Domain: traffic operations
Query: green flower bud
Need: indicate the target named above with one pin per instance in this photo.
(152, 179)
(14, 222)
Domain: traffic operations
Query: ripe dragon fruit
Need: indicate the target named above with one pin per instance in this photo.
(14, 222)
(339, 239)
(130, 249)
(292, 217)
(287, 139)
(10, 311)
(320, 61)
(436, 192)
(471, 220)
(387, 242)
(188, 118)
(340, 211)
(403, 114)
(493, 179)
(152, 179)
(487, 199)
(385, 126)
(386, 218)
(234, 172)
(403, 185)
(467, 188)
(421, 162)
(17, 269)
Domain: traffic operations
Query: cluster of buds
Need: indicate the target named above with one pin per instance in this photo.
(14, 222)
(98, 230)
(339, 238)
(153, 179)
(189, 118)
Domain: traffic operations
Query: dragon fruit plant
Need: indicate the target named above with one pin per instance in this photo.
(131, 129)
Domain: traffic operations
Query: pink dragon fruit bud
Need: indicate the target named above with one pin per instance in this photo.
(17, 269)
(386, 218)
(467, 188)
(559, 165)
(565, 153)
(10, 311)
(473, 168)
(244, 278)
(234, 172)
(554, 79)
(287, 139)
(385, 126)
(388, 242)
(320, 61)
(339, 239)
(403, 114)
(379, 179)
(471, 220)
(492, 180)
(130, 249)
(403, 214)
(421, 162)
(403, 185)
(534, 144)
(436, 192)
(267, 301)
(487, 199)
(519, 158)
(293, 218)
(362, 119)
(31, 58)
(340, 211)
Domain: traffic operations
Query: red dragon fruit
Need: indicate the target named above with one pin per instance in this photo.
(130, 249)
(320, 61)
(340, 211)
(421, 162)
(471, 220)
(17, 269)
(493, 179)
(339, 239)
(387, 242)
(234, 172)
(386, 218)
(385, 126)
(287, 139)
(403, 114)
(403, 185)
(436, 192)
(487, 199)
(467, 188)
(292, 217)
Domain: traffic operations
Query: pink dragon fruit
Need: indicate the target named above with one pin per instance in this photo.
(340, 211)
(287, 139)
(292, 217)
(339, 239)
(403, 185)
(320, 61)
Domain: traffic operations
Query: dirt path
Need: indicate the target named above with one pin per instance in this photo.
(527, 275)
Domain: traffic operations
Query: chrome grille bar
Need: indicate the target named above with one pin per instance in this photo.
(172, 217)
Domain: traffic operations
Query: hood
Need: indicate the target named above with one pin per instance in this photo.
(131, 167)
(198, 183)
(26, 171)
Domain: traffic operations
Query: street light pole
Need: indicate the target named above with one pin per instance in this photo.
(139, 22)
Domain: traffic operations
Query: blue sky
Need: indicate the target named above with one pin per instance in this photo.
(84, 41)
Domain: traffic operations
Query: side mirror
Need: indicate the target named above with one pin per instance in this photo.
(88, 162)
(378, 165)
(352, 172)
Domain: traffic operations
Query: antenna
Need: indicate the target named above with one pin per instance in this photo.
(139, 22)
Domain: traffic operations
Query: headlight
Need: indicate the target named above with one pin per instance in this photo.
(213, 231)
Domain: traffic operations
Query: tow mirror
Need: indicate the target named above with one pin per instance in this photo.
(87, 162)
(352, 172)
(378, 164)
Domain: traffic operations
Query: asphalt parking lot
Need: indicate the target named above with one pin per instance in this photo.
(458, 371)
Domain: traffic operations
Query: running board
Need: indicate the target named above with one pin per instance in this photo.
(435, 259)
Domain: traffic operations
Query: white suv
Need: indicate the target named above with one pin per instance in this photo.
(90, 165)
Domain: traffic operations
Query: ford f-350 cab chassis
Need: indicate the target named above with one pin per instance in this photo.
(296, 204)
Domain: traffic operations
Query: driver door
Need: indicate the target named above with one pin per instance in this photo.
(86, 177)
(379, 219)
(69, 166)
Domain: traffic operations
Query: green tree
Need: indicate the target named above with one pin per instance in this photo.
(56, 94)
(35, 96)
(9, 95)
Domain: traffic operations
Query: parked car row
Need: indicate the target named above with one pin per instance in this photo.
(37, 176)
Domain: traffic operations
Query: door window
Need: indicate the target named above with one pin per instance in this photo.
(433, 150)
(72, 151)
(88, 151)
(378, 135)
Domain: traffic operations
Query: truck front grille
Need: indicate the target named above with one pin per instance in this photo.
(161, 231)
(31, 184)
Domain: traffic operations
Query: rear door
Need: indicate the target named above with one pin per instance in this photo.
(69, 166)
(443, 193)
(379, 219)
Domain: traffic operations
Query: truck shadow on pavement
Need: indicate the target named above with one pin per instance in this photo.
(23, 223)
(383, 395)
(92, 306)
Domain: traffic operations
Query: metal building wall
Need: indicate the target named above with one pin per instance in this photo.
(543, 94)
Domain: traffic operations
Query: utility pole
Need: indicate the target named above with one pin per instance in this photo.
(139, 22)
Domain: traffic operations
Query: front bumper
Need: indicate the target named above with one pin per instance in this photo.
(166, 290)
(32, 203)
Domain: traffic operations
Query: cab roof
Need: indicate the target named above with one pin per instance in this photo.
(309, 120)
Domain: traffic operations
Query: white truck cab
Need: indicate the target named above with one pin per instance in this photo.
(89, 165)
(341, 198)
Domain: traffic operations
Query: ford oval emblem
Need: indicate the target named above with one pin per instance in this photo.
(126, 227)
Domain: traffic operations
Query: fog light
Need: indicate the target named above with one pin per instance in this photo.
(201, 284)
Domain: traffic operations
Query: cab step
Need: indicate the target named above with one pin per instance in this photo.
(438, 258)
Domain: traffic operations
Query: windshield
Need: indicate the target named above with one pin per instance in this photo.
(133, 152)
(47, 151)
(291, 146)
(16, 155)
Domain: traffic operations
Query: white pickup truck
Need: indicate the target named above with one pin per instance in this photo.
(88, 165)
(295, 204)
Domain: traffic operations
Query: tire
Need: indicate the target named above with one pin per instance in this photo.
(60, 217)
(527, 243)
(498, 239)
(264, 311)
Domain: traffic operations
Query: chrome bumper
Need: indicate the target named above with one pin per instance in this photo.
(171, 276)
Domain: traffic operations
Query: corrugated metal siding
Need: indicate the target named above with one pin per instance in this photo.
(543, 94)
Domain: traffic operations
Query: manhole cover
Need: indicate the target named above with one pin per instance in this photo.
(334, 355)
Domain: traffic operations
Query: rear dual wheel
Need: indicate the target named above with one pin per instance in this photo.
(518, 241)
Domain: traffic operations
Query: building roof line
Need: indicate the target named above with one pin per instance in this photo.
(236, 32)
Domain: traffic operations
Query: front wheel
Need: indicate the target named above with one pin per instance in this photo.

- **What this task involves**
Write out every entry verbatim.

- **The completed task**
Domain: traffic operations
Query: green flower bud
Need: indicate the target named above with one pin per instance in this photo.
(152, 179)
(14, 222)
Domain: traffic operations
Query: ripe dragon fruit
Need: indicate the target named above with one pin per instance in this photo.
(14, 222)
(339, 239)
(130, 249)
(292, 217)
(287, 139)
(10, 311)
(320, 61)
(436, 192)
(471, 220)
(387, 242)
(188, 118)
(340, 211)
(403, 114)
(493, 179)
(152, 179)
(487, 199)
(385, 126)
(386, 218)
(234, 172)
(403, 185)
(467, 188)
(421, 162)
(17, 269)
Domain: traffic operations
Query: cluster of buds
Need: indicate the target named above with one pin per instance in this photo.
(14, 222)
(98, 230)
(339, 238)
(153, 179)
(189, 118)
Domain: traffic operations
Query: dragon fruit plant
Need: indicate the target named above with one pin per instance in this photo.
(131, 129)
Domain: traffic operations
Query: pink dragon fruit bud
Need: indicate the target named above with one pin per instance in this photo.
(17, 269)
(386, 218)
(467, 188)
(559, 165)
(565, 153)
(10, 311)
(473, 168)
(244, 278)
(234, 172)
(554, 79)
(287, 139)
(385, 126)
(388, 242)
(320, 61)
(339, 239)
(403, 114)
(379, 179)
(471, 220)
(492, 180)
(130, 249)
(403, 214)
(421, 162)
(403, 185)
(534, 144)
(436, 192)
(267, 301)
(487, 199)
(519, 158)
(293, 218)
(362, 119)
(31, 58)
(340, 211)
Domain: traffic operations
Query: red dragon fruit
Need: indicate the target named above with one pin per instance in this photo.
(130, 249)
(320, 61)
(340, 211)
(421, 162)
(471, 220)
(17, 269)
(493, 179)
(339, 239)
(387, 242)
(234, 172)
(386, 218)
(385, 126)
(287, 139)
(403, 114)
(403, 185)
(436, 192)
(487, 199)
(467, 188)
(292, 217)
Domain: traffic operations
Query: pink dragon fruit
Need: indicate the target named above with one pin per instance in this photo.
(340, 211)
(287, 139)
(292, 217)
(339, 239)
(403, 185)
(320, 61)
Domain: traffic operations
Query: dirt path
Need: indicate the target named above with one pin per instance in this photo.
(527, 275)
Domain: traffic operations
Query: chrome grille bar
Need: indicate the target named above with one pin per instance in this photo.
(172, 217)
Domain: traffic operations
Query: hood
Need: indicate the target named above with one pin per instance in this photo.
(131, 167)
(198, 183)
(26, 171)
Domain: traffic operations
Query: street light pole
Need: indicate the target named above with one pin per instance in this photo.
(139, 22)
Domain: traffic operations
Query: blue sky
Need: indicate the target named above with one pin per instance in this photo.
(84, 41)
Domain: traffic operations
Query: side mirror
Need: indicate the target named above with one pin per instance in this photo.
(88, 162)
(378, 165)
(352, 172)
Domain: traffic operations
Query: antenna
Need: indicate the target named above with one pin per instance in this photo.
(139, 22)
Domain: traffic operations
Query: headlight
Need: indicate the target named above with one pin per instance in this photo.
(213, 231)
Domain: traffic operations
Query: tow mirror
Need: indicate the target named above with one pin per instance in this photo.
(87, 162)
(352, 172)
(378, 164)
Domain: traffic operations
Query: asphalt parking lot
Need: indicate the target named above with one pin per instance in this photo.
(458, 371)
Domain: traffic operations
Query: running board
Need: indicate the target named above with one pin per instance in this photo.
(435, 259)
Domain: traffic operations
Query: white suv
Need: indicate the target named above with one pin per instance in this photo.
(90, 165)
Domain: traffic operations
Query: ford f-350 cab chassis
Need: indicate the target named above with one pin per instance in this photo.
(296, 204)
Domain: traffic operations
Query: driver door
Need: indicate the target named above with one pin per instance in this photo.
(86, 177)
(379, 219)
(69, 166)
Domain: traffic operations
Query: green tree
Need: indicate the target named above with one pin per instance in this photo.
(56, 94)
(35, 96)
(9, 95)
Domain: traffic operations
Query: parked car row
Need: indicate the target named above with one pin per instance in this photo.
(37, 176)
Domain: traffic operations
Query: door window
Need: indicate the target named above with one pin per instance in this photo.
(433, 150)
(72, 151)
(88, 151)
(378, 135)
Domain: traffic operations
Query: truck front grille
Need: indicate the target named above with one pin per instance in this photo.
(161, 231)
(31, 184)
Domain: traffic operations
Query: rear door
Need: indicate the target named above with one pin per instance in this photo.
(69, 166)
(443, 193)
(379, 219)
Domain: traffic operations
Query: truck shadow on pavement
Need: indicate the target named above with one pin per instance in this photo.
(23, 223)
(383, 395)
(92, 306)
Domain: traffic operations
Query: metal building wall
Need: indicate the target named above with one pin per instance in this photo.
(543, 94)
Domain: traffic operations
Query: utility pole
Need: indicate the target named above with one pin per instance in this photo.
(139, 22)
Domain: traffic operations
Query: front bumper
Need: indicate the target named above with one pin per instance in this photo.
(166, 290)
(32, 203)
Domain: traffic operations
Query: cab roof
Need: indicate the target named above with one pin per instance in this photo.
(309, 120)
Domain: traffic operations
Query: white truck cab
Need: indicate the target named above with one pin per instance in this photo.
(89, 165)
(341, 198)
Domain: traffic operations
Query: ford oval emblem
Need: indicate the target named above with one pin per instance in this photo.
(126, 227)
Domain: traffic operations
Query: fog light
Need: indicate the target named above with one pin per instance in this photo.
(201, 284)
Domain: traffic operations
Query: cab step
Need: indicate the target named above with one pin per instance in this photo.
(438, 258)
Domain: traffic operations
Query: windshield
Need: indicate the target named above with one pin per instance in this photo.
(133, 152)
(47, 151)
(291, 146)
(16, 155)
Domain: traffic operations
Query: white pickup truck
Need: indicate the target named above with one pin per instance in this photo.
(88, 165)
(295, 204)
Domain: traffic operations
Query: tire
Need: indicate the target named above with one pin per instance in this photo.
(60, 217)
(527, 243)
(498, 239)
(264, 311)
Domain: traffic operations
Query: chrome bumper
Need: indicate the target named above with one pin per instance in this photo.
(171, 276)
Domain: traffic operations
Query: corrugated metal siding
Need: indicate the target named above with one pin per instance in this photo.
(543, 94)
Domain: traffic operations
Query: manhole cover
Need: indicate the target named above with one pin per instance in this photo.
(334, 355)
Domain: traffic operations
Query: rear dual wheel
Need: indicate the target named above with one pin per instance in this photo.
(518, 241)
Domain: traffic operations
Query: building roof line
Need: indicate the target named above with one pin per instance in this photo.
(236, 32)
Domain: traffic operations
Query: front wheel
Need: indicate the target named above with one pin per instance in this photo.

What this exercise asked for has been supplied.